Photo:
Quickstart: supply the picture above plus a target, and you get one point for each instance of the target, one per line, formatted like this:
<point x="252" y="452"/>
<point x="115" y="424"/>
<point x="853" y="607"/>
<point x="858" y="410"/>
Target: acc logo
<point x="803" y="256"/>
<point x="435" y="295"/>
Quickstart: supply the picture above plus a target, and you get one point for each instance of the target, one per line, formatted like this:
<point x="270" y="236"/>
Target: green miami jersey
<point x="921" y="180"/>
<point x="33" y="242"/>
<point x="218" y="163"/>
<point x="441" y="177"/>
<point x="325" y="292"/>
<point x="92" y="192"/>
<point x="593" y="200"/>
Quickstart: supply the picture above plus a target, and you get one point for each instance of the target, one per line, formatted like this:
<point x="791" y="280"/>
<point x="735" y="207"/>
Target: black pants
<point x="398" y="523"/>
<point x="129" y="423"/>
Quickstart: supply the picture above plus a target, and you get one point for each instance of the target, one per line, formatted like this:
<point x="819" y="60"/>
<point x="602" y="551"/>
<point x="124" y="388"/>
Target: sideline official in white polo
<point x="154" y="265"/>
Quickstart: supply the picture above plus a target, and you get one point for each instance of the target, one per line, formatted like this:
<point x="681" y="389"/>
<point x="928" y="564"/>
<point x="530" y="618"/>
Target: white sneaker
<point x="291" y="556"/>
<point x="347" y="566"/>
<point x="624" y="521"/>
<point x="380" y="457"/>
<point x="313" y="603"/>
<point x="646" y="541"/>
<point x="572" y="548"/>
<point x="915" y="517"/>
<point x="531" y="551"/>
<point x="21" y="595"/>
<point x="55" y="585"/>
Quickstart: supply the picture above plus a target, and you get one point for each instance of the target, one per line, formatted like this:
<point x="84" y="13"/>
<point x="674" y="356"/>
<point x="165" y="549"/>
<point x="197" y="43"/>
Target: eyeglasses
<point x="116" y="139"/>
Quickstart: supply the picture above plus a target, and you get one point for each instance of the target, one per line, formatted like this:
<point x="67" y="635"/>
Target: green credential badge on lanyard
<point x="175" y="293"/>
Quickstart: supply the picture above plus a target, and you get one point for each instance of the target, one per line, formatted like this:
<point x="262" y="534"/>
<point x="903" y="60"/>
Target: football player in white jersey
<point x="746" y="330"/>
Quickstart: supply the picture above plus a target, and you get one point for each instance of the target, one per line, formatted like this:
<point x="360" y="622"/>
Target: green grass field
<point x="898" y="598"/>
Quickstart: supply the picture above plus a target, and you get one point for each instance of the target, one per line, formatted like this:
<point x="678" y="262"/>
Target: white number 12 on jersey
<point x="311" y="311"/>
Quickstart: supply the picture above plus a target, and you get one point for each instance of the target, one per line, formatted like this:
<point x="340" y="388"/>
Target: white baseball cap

> **TASK TO COMPLETE**: Take the entries above and repeat them. Alter nothing.

> **ANSWER SPACE**:
Photo:
Quickstart: supply the picture above plus a target, and you get one point for each instance of the target, one per line, formatted like this:
<point x="252" y="452"/>
<point x="115" y="424"/>
<point x="853" y="607"/>
<point x="858" y="410"/>
Target: acc logo
<point x="803" y="256"/>
<point x="435" y="295"/>
Quickstart: supply the picture above plus a target, and you get one point for each instance of the target, one per line, formatted like this:
<point x="270" y="236"/>
Target: green miami jersey
<point x="921" y="180"/>
<point x="33" y="242"/>
<point x="218" y="163"/>
<point x="441" y="177"/>
<point x="325" y="292"/>
<point x="92" y="192"/>
<point x="593" y="200"/>
Quickstart: supply the picture above plus a target, and you get one point for each instance of the target, one per line, formatted like this:
<point x="791" y="280"/>
<point x="735" y="207"/>
Target: black pants
<point x="398" y="523"/>
<point x="129" y="423"/>
Quickstart: supply the picture above plus a target, and you get one point for each instance of the target, one per line, formatted like this:
<point x="819" y="60"/>
<point x="602" y="551"/>
<point x="124" y="388"/>
Target: sideline official in white polo
<point x="154" y="265"/>
Quickstart: supply the picture above plus a target, and you get one point for each instance of the target, one per line, formatted like this:
<point x="681" y="389"/>
<point x="928" y="564"/>
<point x="530" y="618"/>
Target: white sneaker
<point x="291" y="556"/>
<point x="347" y="566"/>
<point x="624" y="521"/>
<point x="380" y="457"/>
<point x="313" y="603"/>
<point x="646" y="541"/>
<point x="572" y="548"/>
<point x="915" y="517"/>
<point x="531" y="551"/>
<point x="21" y="595"/>
<point x="55" y="585"/>
Quickstart: supply the picture above plus a target, and you get one point for each instance of the target, one per line, formatted like this:
<point x="84" y="13"/>
<point x="674" y="356"/>
<point x="165" y="549"/>
<point x="197" y="43"/>
Target: eyeglasses
<point x="116" y="139"/>
Quickstart: supply the picture above plus a target, and you get one point for each instance of the target, one per line, formatted like this:
<point x="67" y="635"/>
Target: green credential badge on lanyard
<point x="175" y="293"/>
Quickstart: supply the picture above plus a target, and you get one point for each instance of the target, one per line, formatted like this:
<point x="262" y="534"/>
<point x="903" y="60"/>
Target: football player in white jersey
<point x="746" y="330"/>
Quickstart: supply the picture above plus a target, and you get one point for each instance of the target, one per line, formatted like this:
<point x="360" y="622"/>
Target: green grass field
<point x="898" y="598"/>
Quickstart: supply the picture above plus a target, and you get one point for each instance of the target, one per line, formatted like this:
<point x="678" y="262"/>
Target: white number 12 on jersey
<point x="311" y="311"/>
Quickstart: supply the picture above plus a target, and you get one point for each instance of the target, one per line, formatted like this:
<point x="340" y="388"/>
Target: white baseball cap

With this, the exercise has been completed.